■ **Supplied records**
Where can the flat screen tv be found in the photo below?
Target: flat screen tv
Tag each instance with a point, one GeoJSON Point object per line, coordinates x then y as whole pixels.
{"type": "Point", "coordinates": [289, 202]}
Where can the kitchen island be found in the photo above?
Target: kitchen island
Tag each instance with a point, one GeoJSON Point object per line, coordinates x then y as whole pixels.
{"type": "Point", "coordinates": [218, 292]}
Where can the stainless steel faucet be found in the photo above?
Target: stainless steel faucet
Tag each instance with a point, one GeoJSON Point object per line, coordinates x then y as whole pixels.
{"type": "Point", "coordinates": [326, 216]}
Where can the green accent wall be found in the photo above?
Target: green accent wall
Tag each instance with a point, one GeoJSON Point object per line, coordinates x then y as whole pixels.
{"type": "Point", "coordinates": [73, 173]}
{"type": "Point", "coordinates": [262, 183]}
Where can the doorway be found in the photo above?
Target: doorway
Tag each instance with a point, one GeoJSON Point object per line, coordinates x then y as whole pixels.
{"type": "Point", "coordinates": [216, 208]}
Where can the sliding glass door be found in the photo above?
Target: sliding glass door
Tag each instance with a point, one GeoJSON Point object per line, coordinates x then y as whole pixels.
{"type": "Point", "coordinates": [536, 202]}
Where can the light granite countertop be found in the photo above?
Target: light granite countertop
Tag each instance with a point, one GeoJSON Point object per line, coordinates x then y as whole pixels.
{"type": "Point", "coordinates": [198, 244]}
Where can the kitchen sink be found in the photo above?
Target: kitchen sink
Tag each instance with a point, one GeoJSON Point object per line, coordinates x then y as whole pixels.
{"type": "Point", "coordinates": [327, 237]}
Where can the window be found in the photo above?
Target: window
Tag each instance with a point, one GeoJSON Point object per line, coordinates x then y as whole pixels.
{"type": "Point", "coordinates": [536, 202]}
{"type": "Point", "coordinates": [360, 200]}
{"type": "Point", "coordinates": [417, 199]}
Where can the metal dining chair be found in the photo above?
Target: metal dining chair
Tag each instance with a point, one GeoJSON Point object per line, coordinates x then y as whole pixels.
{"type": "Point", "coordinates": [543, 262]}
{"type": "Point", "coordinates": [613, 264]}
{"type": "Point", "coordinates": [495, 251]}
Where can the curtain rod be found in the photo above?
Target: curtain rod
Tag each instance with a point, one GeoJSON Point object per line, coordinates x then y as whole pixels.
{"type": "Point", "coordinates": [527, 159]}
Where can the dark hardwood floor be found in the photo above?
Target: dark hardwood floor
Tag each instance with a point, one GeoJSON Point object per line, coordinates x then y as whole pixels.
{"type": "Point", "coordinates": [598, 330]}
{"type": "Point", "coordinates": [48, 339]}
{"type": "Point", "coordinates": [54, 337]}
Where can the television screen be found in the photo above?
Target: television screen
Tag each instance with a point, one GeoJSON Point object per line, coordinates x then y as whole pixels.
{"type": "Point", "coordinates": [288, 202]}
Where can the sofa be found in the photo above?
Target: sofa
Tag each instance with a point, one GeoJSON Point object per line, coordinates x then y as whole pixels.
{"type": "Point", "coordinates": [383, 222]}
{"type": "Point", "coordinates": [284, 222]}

■ **Activity**
Please write out the material word for word from its first line through the line holding "Target: green accent wall", including both, and no line past it.

■ **Expected answer**
Where can the flat screen tv be found in the photo below?
Target: flat screen tv
Tag each instance with a point, one GeoJSON Point object per line, coordinates x then y as whole pixels.
{"type": "Point", "coordinates": [289, 202]}
Where can the kitchen island be found in the photo above?
Target: kitchen island
Tag each instance with a point, one GeoJSON Point object per line, coordinates x then y as whole pixels.
{"type": "Point", "coordinates": [218, 292]}
Where can the stainless steel faucet be found in the photo above?
Target: stainless steel faucet
Tag each instance with a point, one GeoJSON Point object per line, coordinates x then y as whole pixels.
{"type": "Point", "coordinates": [326, 216]}
Where can the green accent wall be found in the photo above?
Target: green accent wall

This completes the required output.